## Short task
Lay out the records below as a Markdown table, from their start through the line containing "[189,9,220,47]". Use the columns Row and Line, with one row per line, and skip blank lines and pictures.
=== Records to process ===
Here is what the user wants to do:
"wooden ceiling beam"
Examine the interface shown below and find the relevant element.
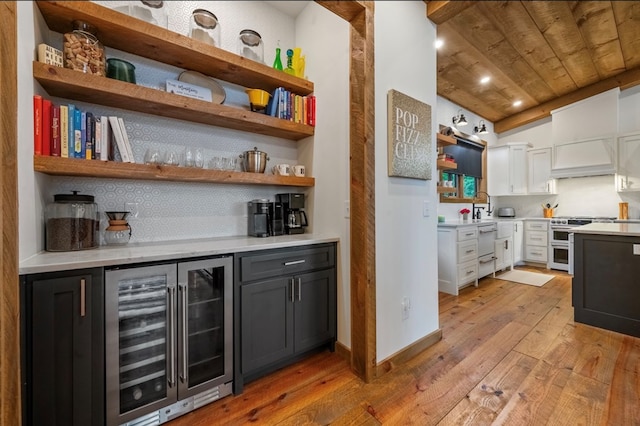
[425,1,475,25]
[493,67,640,133]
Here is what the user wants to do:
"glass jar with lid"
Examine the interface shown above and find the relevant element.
[63,21,105,76]
[129,0,169,28]
[238,30,264,63]
[45,191,100,251]
[189,9,220,47]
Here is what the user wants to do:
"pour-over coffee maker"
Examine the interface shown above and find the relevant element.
[104,212,131,245]
[276,192,309,234]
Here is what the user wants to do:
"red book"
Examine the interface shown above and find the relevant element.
[42,99,51,156]
[33,95,42,155]
[51,105,60,157]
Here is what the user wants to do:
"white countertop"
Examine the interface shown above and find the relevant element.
[19,234,339,275]
[571,222,640,237]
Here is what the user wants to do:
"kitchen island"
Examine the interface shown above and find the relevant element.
[571,223,640,337]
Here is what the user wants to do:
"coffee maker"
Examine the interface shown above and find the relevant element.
[276,192,308,234]
[247,199,273,237]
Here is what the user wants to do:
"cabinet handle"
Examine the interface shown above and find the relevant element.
[80,278,87,317]
[167,287,176,388]
[178,284,188,383]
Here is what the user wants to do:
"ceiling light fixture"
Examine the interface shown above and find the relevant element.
[451,109,469,127]
[473,120,489,135]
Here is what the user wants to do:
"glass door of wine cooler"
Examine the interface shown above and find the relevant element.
[105,264,178,425]
[178,257,233,398]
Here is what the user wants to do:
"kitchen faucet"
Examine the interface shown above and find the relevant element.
[471,191,493,219]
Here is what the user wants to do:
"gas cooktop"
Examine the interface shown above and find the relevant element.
[551,216,616,225]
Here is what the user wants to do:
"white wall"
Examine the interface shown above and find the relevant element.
[492,87,640,219]
[374,1,438,362]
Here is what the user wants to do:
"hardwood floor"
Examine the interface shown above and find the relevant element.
[168,268,640,426]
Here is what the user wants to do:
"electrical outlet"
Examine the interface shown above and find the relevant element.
[422,200,431,217]
[402,297,411,321]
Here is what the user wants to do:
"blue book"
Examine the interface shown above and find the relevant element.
[73,108,82,158]
[67,104,76,158]
[80,111,88,160]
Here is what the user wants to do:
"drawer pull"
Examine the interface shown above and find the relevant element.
[80,278,87,317]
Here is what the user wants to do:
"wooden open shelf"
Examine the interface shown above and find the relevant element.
[33,61,314,140]
[37,1,313,95]
[438,186,458,194]
[437,160,458,170]
[33,155,315,187]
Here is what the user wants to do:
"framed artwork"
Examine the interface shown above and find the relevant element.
[387,89,432,180]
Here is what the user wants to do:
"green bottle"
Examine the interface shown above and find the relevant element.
[273,47,282,71]
[284,49,296,75]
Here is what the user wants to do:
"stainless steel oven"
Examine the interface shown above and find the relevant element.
[548,216,615,273]
[105,256,233,426]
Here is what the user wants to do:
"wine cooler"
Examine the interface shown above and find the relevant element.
[105,257,233,426]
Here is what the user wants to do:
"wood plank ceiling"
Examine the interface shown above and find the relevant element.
[426,1,640,133]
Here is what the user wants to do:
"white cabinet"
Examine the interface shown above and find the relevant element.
[487,142,529,196]
[495,221,513,271]
[616,133,640,192]
[527,147,556,194]
[495,237,513,272]
[513,220,524,265]
[524,220,549,263]
[438,226,478,295]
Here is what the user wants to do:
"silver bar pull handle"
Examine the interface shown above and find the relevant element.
[179,284,189,383]
[80,278,87,317]
[167,287,176,388]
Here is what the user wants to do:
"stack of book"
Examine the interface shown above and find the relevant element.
[266,87,316,126]
[33,95,135,163]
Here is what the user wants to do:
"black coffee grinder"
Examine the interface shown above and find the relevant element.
[247,199,273,237]
[276,192,309,234]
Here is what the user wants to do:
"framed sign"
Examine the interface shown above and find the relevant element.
[387,89,432,180]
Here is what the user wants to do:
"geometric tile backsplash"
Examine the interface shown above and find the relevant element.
[43,1,304,243]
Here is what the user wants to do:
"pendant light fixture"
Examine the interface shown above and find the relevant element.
[451,109,469,127]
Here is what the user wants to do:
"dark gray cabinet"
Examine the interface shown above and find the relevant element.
[21,268,104,426]
[234,243,336,393]
[572,233,640,337]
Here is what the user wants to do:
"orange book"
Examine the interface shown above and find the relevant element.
[42,99,51,156]
[33,95,42,155]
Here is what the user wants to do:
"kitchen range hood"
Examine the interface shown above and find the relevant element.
[551,137,617,179]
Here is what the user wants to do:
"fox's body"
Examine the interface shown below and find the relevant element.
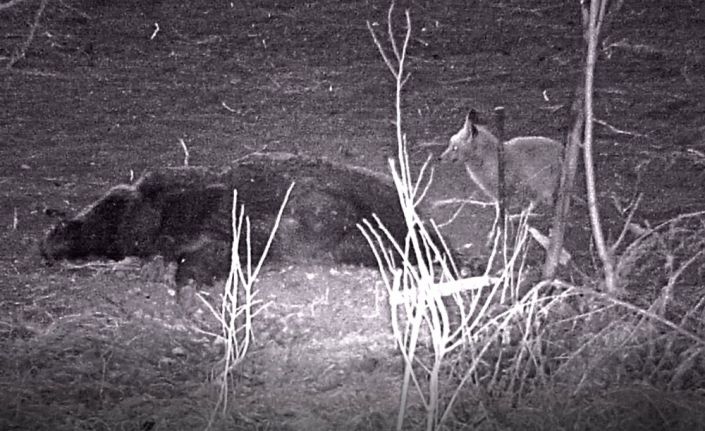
[441,111,563,205]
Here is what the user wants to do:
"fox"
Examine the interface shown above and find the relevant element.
[439,109,563,205]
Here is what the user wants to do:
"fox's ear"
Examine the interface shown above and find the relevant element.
[465,108,481,136]
[465,108,481,124]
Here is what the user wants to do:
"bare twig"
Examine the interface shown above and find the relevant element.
[179,138,191,166]
[5,0,49,70]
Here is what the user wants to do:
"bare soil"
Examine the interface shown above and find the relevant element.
[0,0,705,431]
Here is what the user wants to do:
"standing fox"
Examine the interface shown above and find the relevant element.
[440,109,563,205]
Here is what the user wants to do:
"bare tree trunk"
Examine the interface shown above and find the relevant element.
[583,0,617,293]
[494,106,508,226]
[543,91,585,280]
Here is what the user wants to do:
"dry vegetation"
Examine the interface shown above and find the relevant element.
[0,0,705,431]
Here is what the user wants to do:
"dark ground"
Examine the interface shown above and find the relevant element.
[0,0,705,430]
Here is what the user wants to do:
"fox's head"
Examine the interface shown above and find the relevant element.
[439,109,499,162]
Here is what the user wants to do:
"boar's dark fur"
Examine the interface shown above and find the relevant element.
[40,153,446,284]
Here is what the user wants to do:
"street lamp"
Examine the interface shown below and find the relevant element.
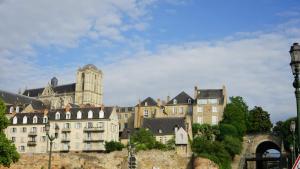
[45,123,59,169]
[290,43,300,152]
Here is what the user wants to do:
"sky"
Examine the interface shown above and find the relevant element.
[0,0,300,122]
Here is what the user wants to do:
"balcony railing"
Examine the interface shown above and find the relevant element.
[27,141,36,146]
[83,137,104,142]
[83,127,104,132]
[61,128,71,133]
[28,131,37,136]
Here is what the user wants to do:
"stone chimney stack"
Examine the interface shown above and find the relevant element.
[194,86,198,100]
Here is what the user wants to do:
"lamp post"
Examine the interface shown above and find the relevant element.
[290,43,300,153]
[45,123,59,169]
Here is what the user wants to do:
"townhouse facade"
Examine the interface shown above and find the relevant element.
[5,107,119,153]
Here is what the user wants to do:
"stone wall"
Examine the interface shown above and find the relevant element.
[0,150,192,169]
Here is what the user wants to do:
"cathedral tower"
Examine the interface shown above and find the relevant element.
[75,64,103,106]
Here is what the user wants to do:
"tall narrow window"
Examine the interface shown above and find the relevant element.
[32,116,37,124]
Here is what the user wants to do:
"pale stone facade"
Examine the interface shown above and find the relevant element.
[5,107,119,153]
[23,64,103,109]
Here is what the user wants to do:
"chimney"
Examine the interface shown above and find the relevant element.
[167,96,170,103]
[157,98,161,106]
[194,86,198,100]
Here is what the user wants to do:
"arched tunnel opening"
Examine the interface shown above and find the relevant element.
[256,141,281,169]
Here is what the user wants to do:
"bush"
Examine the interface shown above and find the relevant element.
[105,141,124,153]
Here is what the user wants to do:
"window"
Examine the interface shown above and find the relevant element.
[64,123,70,129]
[197,106,203,113]
[144,109,149,117]
[99,110,104,119]
[208,99,218,104]
[75,123,81,129]
[43,116,48,123]
[211,116,218,125]
[22,127,27,133]
[197,116,203,124]
[88,110,93,119]
[13,116,18,124]
[197,99,207,104]
[23,116,27,124]
[55,112,60,120]
[32,116,37,124]
[11,127,17,133]
[66,112,71,119]
[173,99,177,104]
[9,106,14,113]
[188,98,192,104]
[77,111,82,119]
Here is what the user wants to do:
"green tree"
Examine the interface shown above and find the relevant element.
[247,106,273,133]
[222,136,242,159]
[0,99,20,167]
[221,96,248,138]
[105,141,124,153]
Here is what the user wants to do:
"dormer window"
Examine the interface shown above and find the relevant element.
[173,99,177,104]
[66,112,71,119]
[13,116,18,124]
[99,110,104,119]
[23,116,27,124]
[16,106,20,113]
[43,116,48,123]
[77,111,82,119]
[9,106,14,113]
[32,116,37,124]
[55,112,60,120]
[88,110,93,119]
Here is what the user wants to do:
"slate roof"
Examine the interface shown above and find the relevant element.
[136,97,157,106]
[167,91,194,105]
[23,83,76,97]
[197,89,224,104]
[10,107,113,125]
[48,107,113,120]
[0,90,45,110]
[142,117,185,135]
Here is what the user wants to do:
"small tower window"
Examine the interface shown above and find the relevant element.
[32,116,37,124]
[55,112,60,120]
[23,116,27,124]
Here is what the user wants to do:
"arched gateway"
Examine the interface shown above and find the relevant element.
[243,134,285,169]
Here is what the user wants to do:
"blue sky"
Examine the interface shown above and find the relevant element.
[0,0,300,121]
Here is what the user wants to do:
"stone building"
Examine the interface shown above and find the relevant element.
[5,107,119,153]
[116,107,134,132]
[23,64,103,109]
[193,86,227,125]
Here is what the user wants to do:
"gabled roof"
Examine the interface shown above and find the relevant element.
===
## Solution below
| Row | Line |
|---|---|
| 1 | Here is what the user wants to do: |
| 2 | "wooden ceiling beam" |
| 3 | Examine the interface shown below and find the relevant element. |
| 4 | [425,1,475,25] |
| 5 | [493,67,640,133] |
| 6 | Here is what the user wants to do: |
| 7 | "glass jar with lid" |
| 8 | Examine the interface shown above and find the relevant element. |
| 9 | [63,21,105,76] |
| 10 | [129,0,169,28] |
| 11 | [238,30,264,63] |
| 12 | [45,191,100,251] |
| 13 | [189,9,220,47] |